掲載文 ->
-- -- --
まだ新しいシステムなので、聞き慣れない方もいるかもしれませんね。
「デイサービスといえば、老人福祉施設。でも放課後って・・・?」
その通り、放課後等デイサービスは、福祉サービスのひとつ。けれど、高齢者ではなく、障害のある子どもたちを支援するために創設されたものなのです。
今回は、いま急増しているこのサービスの特徴や内容、提供する施設で働くために必要な資格など、詳しくお伝えしていきたいと思います。

障害のある子どもたちのための学童保育

障害のある子どもたちの放課後は、通える施設も少なく、学童保育にもなじめなかったりと、居場所や過ごし方に悩むケースが少なくありませんでした。
そこで新たに創設されたのがこの「放課後等デイサービス」です。
障害のある(療育が必要とされる)学齢期の子どもたちを支援するこのサービスは、「障害児のための学童保育」と言いかえてもよいでしょう。
放課後だけでなく、土日や長期休暇中にも利用できる「療育の場」として、集団生活になじむための訓練や、日常生活の指導を行うとともに、レスパイトケア(一時的にケアを引き受けて家族の負担を軽くする支援サービス)も、その大切な役割。
対象となるのは、小・中・高校に就学する障害のある児童。ただし必要に応じて、満20歳に達するまでは利用可能となっています。
-- -- --
作業指示 ->
放課後等デイサービスについての文章のうち、「今回は、いま急増しているこの」から「ービス)も、その大切な役割。」までを正確に書き写してください。
-- -- --
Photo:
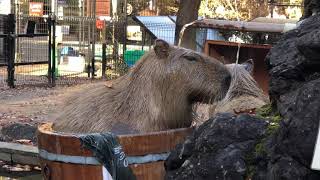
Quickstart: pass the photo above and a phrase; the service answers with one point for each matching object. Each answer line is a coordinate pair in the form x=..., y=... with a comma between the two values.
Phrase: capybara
x=243, y=95
x=156, y=94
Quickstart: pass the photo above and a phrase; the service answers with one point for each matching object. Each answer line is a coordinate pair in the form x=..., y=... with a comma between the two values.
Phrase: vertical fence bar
x=104, y=60
x=11, y=50
x=125, y=27
x=53, y=71
x=50, y=50
x=94, y=29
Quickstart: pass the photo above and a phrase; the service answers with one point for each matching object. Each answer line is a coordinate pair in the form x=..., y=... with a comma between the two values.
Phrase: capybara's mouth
x=203, y=98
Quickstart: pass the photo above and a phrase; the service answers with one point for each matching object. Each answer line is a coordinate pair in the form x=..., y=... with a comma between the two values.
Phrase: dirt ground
x=31, y=104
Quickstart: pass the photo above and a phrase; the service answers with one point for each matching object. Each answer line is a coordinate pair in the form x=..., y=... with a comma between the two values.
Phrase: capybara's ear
x=249, y=65
x=161, y=48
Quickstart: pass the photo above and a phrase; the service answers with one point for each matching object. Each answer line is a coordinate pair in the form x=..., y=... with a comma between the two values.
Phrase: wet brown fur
x=243, y=94
x=157, y=94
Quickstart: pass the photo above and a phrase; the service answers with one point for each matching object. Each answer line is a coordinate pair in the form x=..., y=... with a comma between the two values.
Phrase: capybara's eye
x=190, y=58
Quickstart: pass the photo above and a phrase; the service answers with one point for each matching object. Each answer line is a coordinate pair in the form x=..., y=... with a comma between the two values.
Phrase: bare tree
x=188, y=12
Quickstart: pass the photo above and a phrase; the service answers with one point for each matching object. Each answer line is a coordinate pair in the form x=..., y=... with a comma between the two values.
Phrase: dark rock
x=294, y=66
x=310, y=7
x=218, y=149
x=18, y=131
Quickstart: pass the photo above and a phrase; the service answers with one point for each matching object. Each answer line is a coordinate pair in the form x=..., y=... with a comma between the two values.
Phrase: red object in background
x=100, y=24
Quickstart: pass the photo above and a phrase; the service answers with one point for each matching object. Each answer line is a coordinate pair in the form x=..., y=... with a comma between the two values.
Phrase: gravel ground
x=31, y=104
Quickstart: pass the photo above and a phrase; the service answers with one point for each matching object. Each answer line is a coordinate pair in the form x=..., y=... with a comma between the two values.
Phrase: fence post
x=11, y=50
x=50, y=51
x=104, y=60
x=53, y=71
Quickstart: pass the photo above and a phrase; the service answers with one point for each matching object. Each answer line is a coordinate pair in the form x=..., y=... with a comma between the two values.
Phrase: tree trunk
x=188, y=12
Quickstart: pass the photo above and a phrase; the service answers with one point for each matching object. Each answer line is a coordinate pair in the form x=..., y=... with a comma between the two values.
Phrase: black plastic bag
x=106, y=148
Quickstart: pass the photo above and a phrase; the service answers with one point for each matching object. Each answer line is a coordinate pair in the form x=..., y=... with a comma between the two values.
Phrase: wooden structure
x=66, y=148
x=226, y=52
x=242, y=26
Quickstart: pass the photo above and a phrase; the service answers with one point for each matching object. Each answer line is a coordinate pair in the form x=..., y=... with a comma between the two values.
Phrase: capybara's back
x=156, y=94
x=243, y=95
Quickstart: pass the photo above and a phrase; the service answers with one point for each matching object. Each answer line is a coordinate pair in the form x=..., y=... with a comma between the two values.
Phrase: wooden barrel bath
x=62, y=156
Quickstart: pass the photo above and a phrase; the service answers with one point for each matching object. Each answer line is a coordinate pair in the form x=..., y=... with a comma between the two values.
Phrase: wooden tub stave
x=79, y=164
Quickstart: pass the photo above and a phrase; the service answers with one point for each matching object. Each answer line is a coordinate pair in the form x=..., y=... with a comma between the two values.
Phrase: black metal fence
x=75, y=41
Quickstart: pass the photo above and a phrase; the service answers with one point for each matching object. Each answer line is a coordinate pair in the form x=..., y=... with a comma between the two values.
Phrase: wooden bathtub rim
x=69, y=144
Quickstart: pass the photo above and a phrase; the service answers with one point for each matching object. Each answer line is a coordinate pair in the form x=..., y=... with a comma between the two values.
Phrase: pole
x=49, y=50
x=104, y=60
x=54, y=51
x=11, y=50
x=125, y=27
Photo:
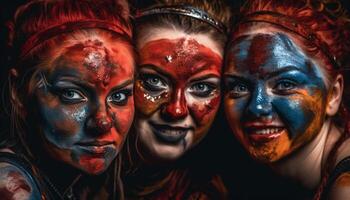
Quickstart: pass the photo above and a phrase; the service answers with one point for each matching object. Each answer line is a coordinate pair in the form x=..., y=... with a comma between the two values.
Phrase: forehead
x=174, y=34
x=94, y=59
x=267, y=51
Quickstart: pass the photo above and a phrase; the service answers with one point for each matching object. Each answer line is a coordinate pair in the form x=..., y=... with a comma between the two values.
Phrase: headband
x=67, y=27
x=287, y=23
x=189, y=11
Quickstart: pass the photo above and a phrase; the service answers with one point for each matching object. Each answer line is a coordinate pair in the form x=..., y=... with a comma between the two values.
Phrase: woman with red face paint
x=70, y=99
x=177, y=95
x=285, y=75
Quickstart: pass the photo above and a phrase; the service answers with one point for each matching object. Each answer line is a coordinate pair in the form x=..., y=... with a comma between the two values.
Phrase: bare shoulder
x=341, y=187
x=16, y=184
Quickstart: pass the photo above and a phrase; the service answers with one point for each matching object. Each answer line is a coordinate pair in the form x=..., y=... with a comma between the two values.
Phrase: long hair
x=35, y=17
x=217, y=9
x=330, y=22
x=132, y=155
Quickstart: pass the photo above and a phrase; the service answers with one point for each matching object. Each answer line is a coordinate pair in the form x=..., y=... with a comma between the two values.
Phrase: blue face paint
x=275, y=95
x=78, y=109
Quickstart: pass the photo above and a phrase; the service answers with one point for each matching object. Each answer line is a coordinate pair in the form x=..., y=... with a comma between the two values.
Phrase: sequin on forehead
x=169, y=58
x=96, y=59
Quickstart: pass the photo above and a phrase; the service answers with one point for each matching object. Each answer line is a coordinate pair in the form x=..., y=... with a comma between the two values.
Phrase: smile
x=98, y=148
x=169, y=134
x=262, y=134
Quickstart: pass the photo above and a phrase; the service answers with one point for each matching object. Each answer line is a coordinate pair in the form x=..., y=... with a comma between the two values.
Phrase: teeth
x=173, y=132
x=268, y=131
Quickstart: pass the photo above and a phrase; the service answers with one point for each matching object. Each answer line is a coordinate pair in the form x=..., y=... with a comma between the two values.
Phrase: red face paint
x=86, y=105
x=177, y=93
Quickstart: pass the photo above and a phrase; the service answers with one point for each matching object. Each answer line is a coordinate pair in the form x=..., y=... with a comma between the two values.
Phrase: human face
x=85, y=103
x=275, y=95
x=177, y=92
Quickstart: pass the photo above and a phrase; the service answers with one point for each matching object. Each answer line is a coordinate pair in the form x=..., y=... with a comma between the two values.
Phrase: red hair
x=330, y=23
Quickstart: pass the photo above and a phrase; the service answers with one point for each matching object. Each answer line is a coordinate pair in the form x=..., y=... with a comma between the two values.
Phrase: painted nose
x=260, y=105
x=177, y=107
x=100, y=122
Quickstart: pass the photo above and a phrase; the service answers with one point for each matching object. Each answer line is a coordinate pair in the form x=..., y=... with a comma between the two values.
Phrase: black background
x=245, y=178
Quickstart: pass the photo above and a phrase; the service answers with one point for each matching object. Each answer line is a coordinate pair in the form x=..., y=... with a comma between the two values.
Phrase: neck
x=305, y=165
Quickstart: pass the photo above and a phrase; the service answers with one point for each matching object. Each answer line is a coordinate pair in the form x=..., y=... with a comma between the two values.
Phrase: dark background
x=244, y=178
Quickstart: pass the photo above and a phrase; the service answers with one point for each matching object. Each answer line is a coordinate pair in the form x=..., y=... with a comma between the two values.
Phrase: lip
x=98, y=148
x=169, y=134
x=262, y=133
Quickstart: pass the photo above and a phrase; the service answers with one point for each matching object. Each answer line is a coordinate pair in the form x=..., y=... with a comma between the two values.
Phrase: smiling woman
x=71, y=99
x=177, y=94
x=286, y=66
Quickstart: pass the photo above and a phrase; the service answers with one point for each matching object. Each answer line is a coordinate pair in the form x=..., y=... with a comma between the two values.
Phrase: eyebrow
x=270, y=75
x=157, y=69
x=207, y=76
x=123, y=84
x=167, y=74
x=89, y=86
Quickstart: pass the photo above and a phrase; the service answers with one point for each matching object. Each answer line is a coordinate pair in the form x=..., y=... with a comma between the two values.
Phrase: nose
x=177, y=107
x=260, y=104
x=100, y=122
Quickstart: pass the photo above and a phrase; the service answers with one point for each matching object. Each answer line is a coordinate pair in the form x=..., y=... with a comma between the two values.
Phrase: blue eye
x=153, y=82
x=284, y=86
x=120, y=97
x=202, y=89
x=72, y=96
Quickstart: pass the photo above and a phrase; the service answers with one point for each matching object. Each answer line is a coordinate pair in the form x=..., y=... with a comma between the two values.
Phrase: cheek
x=124, y=117
x=60, y=122
x=234, y=109
x=147, y=104
x=204, y=111
x=301, y=112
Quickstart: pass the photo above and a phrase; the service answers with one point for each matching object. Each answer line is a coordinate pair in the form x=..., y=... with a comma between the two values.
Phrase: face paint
x=177, y=94
x=86, y=105
x=276, y=96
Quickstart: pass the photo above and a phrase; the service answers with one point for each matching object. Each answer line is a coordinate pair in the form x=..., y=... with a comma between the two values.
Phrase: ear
x=336, y=94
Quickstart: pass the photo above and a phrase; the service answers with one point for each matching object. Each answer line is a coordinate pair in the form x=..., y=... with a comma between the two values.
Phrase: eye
x=283, y=86
x=202, y=89
x=119, y=98
x=238, y=90
x=72, y=96
x=153, y=82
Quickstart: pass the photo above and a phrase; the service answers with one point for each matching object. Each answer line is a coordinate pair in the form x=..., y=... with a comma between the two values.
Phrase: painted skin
x=177, y=94
x=85, y=103
x=14, y=184
x=275, y=95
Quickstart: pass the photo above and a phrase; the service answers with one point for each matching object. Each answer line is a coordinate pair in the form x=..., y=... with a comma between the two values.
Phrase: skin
x=340, y=189
x=85, y=104
x=177, y=91
x=14, y=184
x=271, y=84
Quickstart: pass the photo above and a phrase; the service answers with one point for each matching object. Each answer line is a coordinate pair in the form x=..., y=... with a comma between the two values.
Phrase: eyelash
x=126, y=92
x=145, y=78
x=210, y=89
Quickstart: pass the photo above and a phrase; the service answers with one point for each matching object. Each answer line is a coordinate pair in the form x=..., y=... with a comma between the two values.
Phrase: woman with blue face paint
x=70, y=100
x=284, y=77
x=177, y=95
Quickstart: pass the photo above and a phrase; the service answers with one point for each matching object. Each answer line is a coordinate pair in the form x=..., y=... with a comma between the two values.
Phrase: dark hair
x=37, y=16
x=330, y=22
x=41, y=16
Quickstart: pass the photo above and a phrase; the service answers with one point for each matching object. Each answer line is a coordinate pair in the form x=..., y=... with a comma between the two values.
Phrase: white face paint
x=177, y=93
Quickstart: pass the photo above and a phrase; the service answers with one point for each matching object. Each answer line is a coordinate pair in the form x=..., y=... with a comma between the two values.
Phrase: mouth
x=97, y=148
x=263, y=133
x=169, y=134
-- -- --
解答 ->
今回は、いま急増しているこのサービスの特徴や内容、提供する施設で働くために必要な資格など、詳しくお伝えしていきたいと思います。

障害のある子どもたちのための学童保育

障害のある子どもたちの放課後は、通える施設も少なく、学童保育にもなじめなかったりと、居場所や過ごし方に悩むケースが少なくありませんでした。
そこで新たに創設されたのがこの「放課後等デイサービス」です。
障害のある(療育が必要とされる)学齢期の子どもたちを支援するこのサービスは、「障害児のための学童保育」と言いかえてもよいでしょう。
放課後だけでなく、土日や長期休暇中にも利用できる「療育の場」として、集団生活になじむための訓練や、日常生活の指導を行うとともに、レスパイトケア(一時的にケアを引き受けて家族の負担を軽くする支援サービス)も、その大切な役割。